List every line of the material below that contains the word "corner".

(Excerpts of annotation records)
/---

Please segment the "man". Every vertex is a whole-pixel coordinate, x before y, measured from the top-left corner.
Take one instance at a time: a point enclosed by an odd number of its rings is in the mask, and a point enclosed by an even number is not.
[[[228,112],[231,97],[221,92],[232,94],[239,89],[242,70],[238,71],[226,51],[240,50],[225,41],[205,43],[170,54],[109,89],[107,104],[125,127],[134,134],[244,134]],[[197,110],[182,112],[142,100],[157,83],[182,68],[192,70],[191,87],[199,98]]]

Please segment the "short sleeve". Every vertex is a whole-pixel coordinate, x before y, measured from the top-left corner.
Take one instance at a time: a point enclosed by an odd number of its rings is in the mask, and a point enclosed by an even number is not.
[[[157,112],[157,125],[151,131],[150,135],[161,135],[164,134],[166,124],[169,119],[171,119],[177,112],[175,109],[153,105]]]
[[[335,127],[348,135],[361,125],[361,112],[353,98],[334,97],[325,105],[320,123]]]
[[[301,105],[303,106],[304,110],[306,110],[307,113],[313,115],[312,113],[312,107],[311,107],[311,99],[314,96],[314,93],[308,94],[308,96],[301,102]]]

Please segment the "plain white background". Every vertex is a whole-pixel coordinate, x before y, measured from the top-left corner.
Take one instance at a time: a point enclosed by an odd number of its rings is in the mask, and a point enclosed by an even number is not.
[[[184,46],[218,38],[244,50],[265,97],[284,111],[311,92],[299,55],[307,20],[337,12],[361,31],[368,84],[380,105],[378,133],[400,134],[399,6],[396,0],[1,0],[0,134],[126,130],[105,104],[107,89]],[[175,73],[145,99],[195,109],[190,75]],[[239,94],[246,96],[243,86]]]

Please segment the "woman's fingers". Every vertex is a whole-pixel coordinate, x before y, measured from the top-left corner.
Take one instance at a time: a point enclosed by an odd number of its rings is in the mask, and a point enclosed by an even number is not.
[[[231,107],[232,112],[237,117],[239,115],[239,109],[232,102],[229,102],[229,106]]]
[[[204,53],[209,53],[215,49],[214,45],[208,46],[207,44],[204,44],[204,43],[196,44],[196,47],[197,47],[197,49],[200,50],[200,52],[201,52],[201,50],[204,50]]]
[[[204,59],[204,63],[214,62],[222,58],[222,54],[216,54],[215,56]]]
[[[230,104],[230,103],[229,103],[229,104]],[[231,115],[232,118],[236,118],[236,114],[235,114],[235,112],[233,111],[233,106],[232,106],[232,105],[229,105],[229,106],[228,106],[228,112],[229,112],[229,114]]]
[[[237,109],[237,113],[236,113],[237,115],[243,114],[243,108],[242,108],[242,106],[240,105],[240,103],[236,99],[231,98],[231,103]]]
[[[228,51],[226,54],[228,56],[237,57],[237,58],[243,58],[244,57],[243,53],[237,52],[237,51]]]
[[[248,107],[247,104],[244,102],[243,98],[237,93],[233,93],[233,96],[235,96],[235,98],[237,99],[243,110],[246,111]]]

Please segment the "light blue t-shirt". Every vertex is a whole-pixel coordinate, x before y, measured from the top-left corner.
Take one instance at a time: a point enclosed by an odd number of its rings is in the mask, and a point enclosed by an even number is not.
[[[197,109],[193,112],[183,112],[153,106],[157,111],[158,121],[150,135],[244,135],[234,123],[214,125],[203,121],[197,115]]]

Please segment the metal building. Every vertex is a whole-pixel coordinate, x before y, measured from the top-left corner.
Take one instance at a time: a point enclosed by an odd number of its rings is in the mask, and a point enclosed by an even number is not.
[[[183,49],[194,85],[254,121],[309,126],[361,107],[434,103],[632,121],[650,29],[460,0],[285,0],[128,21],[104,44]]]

\---

**Task output:**
Please segment the "man". Every vertex is a whole-pixel coordinate, x before y, measured from the top-left corner.
Please segment the "short sleeve". Every vertex is a whole-pixel coordinate, x before y, measured from the top-left corner.
Please segment the "plain white background". Every vertex is a whole-pixel coordinate, x before y, measured from the top-left corner.
Please segment the "woman's fingers". Every vertex is a whole-pixel coordinate, x before y, measured from the top-left corner.
Please segment the "light blue t-shirt". Every vertex is a whole-pixel coordinate, x before y, measured from the top-left corner.
Please segment the metal building. Every vertex is a whole-pixel coordinate, x before y, measured from the top-left corner.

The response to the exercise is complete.